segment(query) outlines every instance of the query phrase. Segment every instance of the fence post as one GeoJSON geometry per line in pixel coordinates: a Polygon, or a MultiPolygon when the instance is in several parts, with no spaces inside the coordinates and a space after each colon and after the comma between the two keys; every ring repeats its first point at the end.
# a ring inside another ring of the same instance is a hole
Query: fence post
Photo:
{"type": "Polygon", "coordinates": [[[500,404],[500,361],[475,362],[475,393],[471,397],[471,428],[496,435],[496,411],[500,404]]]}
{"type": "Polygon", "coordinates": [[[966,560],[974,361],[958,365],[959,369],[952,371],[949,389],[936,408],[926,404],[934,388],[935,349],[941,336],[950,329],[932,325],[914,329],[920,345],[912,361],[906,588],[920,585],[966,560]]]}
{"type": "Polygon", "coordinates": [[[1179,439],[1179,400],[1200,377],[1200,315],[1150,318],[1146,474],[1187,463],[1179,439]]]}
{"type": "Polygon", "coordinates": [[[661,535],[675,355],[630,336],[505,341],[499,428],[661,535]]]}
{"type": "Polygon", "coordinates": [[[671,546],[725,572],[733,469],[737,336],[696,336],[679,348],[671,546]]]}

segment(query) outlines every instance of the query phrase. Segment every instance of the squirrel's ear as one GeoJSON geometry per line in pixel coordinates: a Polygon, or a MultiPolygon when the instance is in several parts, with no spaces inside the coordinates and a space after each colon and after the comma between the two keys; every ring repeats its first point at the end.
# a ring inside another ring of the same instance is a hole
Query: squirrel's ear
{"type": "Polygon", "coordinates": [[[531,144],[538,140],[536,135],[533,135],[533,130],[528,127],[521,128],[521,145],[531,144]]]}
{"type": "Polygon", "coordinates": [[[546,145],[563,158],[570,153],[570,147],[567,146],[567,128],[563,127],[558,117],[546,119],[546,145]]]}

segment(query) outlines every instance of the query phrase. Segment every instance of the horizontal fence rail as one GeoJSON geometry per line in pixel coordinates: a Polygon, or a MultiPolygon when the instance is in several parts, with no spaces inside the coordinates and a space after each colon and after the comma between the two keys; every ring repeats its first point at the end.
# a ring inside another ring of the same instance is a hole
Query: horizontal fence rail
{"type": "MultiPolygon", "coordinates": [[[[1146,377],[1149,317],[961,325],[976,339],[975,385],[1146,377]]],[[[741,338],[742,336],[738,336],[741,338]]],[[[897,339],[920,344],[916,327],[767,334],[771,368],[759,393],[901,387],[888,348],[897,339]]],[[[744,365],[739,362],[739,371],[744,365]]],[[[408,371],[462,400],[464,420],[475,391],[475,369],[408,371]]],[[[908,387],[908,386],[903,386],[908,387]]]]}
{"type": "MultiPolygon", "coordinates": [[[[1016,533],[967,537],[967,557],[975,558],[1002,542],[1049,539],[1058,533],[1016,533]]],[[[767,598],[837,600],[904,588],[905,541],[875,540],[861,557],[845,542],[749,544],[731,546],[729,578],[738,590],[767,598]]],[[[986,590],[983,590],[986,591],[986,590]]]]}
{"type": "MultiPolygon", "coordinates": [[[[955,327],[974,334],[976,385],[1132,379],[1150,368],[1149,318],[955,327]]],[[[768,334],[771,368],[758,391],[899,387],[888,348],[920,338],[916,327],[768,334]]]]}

• **Exercise requirements**
Go through the records line by line and count those that contain the string "space". Answer with the count alone.

• **Result of the task**
3